-- Data extracts follows --

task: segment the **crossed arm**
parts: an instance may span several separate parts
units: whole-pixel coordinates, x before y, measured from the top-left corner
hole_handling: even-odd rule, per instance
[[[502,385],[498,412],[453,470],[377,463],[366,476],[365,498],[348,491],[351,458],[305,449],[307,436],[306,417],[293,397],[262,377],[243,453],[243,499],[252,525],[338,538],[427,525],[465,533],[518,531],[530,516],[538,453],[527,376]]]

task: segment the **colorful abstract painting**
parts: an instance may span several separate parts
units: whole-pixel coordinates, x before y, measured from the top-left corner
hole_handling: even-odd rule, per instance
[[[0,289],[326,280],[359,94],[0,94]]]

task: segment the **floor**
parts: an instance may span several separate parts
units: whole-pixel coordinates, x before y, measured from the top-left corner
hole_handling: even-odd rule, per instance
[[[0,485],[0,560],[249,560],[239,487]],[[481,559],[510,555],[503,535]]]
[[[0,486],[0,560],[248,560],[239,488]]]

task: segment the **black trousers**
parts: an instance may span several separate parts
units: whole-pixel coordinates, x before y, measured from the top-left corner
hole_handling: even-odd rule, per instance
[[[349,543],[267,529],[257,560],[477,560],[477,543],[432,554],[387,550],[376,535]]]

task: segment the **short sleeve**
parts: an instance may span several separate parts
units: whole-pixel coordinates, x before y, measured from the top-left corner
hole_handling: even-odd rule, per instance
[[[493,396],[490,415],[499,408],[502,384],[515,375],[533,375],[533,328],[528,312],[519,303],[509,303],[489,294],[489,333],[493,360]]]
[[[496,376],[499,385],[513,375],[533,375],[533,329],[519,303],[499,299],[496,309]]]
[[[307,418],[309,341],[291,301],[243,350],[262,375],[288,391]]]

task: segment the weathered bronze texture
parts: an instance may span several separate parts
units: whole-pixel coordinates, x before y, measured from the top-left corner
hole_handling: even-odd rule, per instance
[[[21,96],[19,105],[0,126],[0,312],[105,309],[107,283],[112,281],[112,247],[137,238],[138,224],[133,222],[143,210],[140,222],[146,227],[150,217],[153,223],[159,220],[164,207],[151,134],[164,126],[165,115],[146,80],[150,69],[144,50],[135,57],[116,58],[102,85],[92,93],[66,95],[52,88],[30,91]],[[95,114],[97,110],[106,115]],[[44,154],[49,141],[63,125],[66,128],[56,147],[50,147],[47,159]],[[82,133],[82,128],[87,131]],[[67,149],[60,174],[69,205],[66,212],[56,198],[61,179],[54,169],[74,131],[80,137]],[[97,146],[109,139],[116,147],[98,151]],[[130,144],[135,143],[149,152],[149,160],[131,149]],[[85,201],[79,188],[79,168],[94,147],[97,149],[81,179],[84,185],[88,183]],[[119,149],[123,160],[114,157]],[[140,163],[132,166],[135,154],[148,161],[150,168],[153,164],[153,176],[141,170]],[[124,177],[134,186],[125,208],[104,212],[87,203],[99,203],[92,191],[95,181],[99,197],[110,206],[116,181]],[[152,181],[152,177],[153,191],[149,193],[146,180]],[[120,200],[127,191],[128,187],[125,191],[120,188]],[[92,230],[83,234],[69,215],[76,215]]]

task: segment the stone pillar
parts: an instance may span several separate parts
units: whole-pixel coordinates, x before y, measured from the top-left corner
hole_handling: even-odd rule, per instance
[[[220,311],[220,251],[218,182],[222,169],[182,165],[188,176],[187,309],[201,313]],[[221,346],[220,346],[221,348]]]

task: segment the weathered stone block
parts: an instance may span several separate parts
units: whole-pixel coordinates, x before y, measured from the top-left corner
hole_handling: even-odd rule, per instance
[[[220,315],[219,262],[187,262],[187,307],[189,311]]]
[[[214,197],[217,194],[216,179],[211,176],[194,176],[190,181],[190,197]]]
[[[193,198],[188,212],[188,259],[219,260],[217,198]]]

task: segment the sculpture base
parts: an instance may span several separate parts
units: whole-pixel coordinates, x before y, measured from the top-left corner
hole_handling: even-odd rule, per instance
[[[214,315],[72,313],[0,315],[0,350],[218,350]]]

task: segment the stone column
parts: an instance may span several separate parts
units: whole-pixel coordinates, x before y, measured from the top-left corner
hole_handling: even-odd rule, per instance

-- Data extracts concluded --

Number of lines above containing the word "weathered": state it and add nothing else.

2